— start of Working data —

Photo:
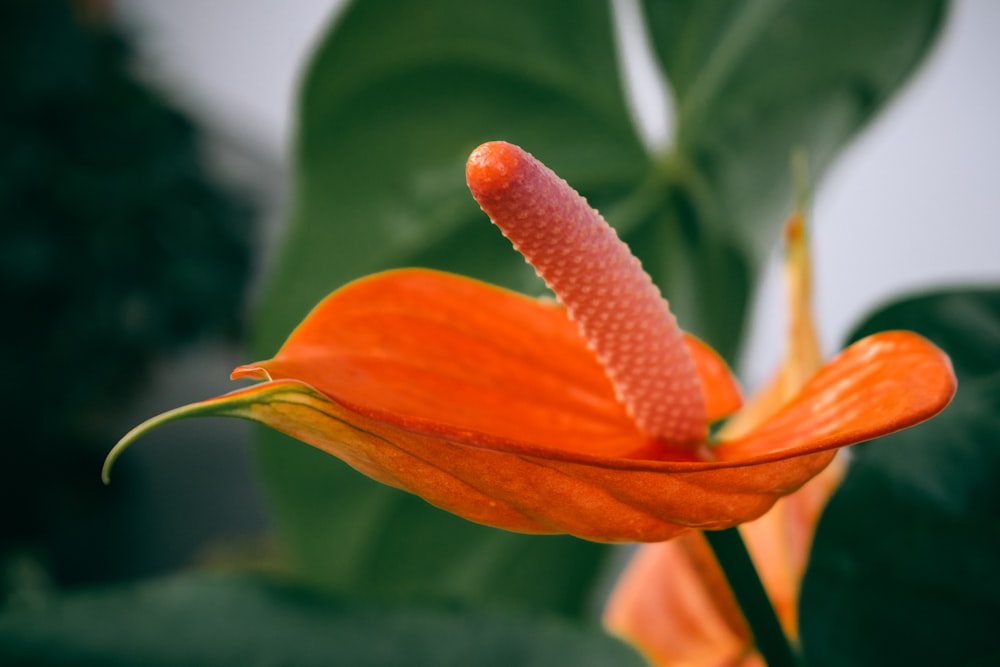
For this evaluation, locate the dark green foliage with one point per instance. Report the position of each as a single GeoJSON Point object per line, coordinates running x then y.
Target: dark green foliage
{"type": "Point", "coordinates": [116, 248]}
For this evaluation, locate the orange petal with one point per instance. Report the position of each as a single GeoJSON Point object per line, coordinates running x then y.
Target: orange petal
{"type": "Point", "coordinates": [883, 383]}
{"type": "Point", "coordinates": [444, 354]}
{"type": "Point", "coordinates": [673, 602]}
{"type": "Point", "coordinates": [487, 404]}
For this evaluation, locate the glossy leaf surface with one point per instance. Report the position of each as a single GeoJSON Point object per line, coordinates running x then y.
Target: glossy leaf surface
{"type": "Point", "coordinates": [904, 567]}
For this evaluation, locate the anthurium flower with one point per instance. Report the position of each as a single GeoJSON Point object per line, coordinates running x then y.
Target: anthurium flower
{"type": "Point", "coordinates": [589, 416]}
{"type": "Point", "coordinates": [673, 600]}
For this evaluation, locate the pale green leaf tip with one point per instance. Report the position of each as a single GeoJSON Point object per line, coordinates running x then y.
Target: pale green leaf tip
{"type": "Point", "coordinates": [192, 410]}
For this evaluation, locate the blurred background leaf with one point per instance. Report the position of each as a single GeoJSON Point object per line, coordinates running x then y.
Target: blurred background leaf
{"type": "Point", "coordinates": [398, 94]}
{"type": "Point", "coordinates": [904, 567]}
{"type": "Point", "coordinates": [222, 621]}
{"type": "Point", "coordinates": [118, 247]}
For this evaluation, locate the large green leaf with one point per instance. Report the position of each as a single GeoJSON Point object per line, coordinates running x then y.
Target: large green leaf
{"type": "Point", "coordinates": [397, 95]}
{"type": "Point", "coordinates": [904, 567]}
{"type": "Point", "coordinates": [222, 621]}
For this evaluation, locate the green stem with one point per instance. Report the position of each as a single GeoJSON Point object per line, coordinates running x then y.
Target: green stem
{"type": "Point", "coordinates": [742, 576]}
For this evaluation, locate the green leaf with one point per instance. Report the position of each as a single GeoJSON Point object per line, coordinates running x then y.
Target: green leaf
{"type": "Point", "coordinates": [904, 567]}
{"type": "Point", "coordinates": [753, 81]}
{"type": "Point", "coordinates": [395, 98]}
{"type": "Point", "coordinates": [216, 621]}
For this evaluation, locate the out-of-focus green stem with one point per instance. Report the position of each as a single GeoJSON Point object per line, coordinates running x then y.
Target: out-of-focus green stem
{"type": "Point", "coordinates": [733, 557]}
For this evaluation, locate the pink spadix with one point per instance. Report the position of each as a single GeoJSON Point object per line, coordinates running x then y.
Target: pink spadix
{"type": "Point", "coordinates": [615, 304]}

— end of Working data —

§ Work required: Repeat the material above in full and unchanged, minus its images.

§ Output for this exercise:
Photo:
For this evaluation, locate the dark green foliage with one point per instance. Report the position of each as a single GeoJSON Point object per line, coordinates running x then y.
Target: dark green foliage
{"type": "Point", "coordinates": [116, 248]}
For this evaluation, locate the orange petal with one point per instance. Report the position of each as a single GeoJSON Point object per line, coordinates running x then y.
Target: orange petal
{"type": "Point", "coordinates": [883, 383]}
{"type": "Point", "coordinates": [444, 354]}
{"type": "Point", "coordinates": [673, 602]}
{"type": "Point", "coordinates": [487, 404]}
For this evaluation, locate the glossy leaf surface with one point per instance. Report the position of each as a single GeoJSON Point object per line, coordinates running x then y.
Target: glossy leaf surface
{"type": "Point", "coordinates": [904, 567]}
For this evaluation, locate the anthurium flower with one point per instance. Report the position of each as a single GeoJSON Point object per line, coordinates running x then y.
Target: anthurium flower
{"type": "Point", "coordinates": [589, 416]}
{"type": "Point", "coordinates": [673, 600]}
For this evaluation, locate the pale green leaf tip with one point per instance. Report the position of each as a single GeoJSON Point object per line, coordinates running x then y.
Target: pale green leaf tip
{"type": "Point", "coordinates": [192, 410]}
For this evaluation, locate the blurred background leaf with one point per instance. Report the position of each as a single GeoJSON Point object per line, coordinates running x then y.
Target: blurred background leaf
{"type": "Point", "coordinates": [398, 94]}
{"type": "Point", "coordinates": [904, 567]}
{"type": "Point", "coordinates": [222, 621]}
{"type": "Point", "coordinates": [118, 247]}
For this evaluation, locate the large green leaf with one point per instance. Report the position of each as a single GeoJSON Point object per line, coordinates running x then y.
Target: large green leaf
{"type": "Point", "coordinates": [397, 95]}
{"type": "Point", "coordinates": [904, 567]}
{"type": "Point", "coordinates": [222, 621]}
For this evaluation, locate the green stem with one point per instance. Report the position of each as a single GeoJSON Point object per line, coordinates running x then y.
Target: green stem
{"type": "Point", "coordinates": [742, 576]}
For this evaluation, locate the green leaf with one point per instance. Report the position of each as a single GeoJSON Point object per line, coordinates running x then y.
Target: green leaf
{"type": "Point", "coordinates": [904, 567]}
{"type": "Point", "coordinates": [753, 81]}
{"type": "Point", "coordinates": [395, 98]}
{"type": "Point", "coordinates": [216, 621]}
For this evaluation, locate the out-of-focus green stem with one point per instance. Report the position of each as a single GeoJSON Point object per line, coordinates running x then y.
Target: out-of-focus green stem
{"type": "Point", "coordinates": [733, 557]}
For this evaluation, locate the pink spadix with one point per instance. Report the position of each as a single GeoJSON Point object per line, coordinates running x then y.
Target: pink spadix
{"type": "Point", "coordinates": [615, 304]}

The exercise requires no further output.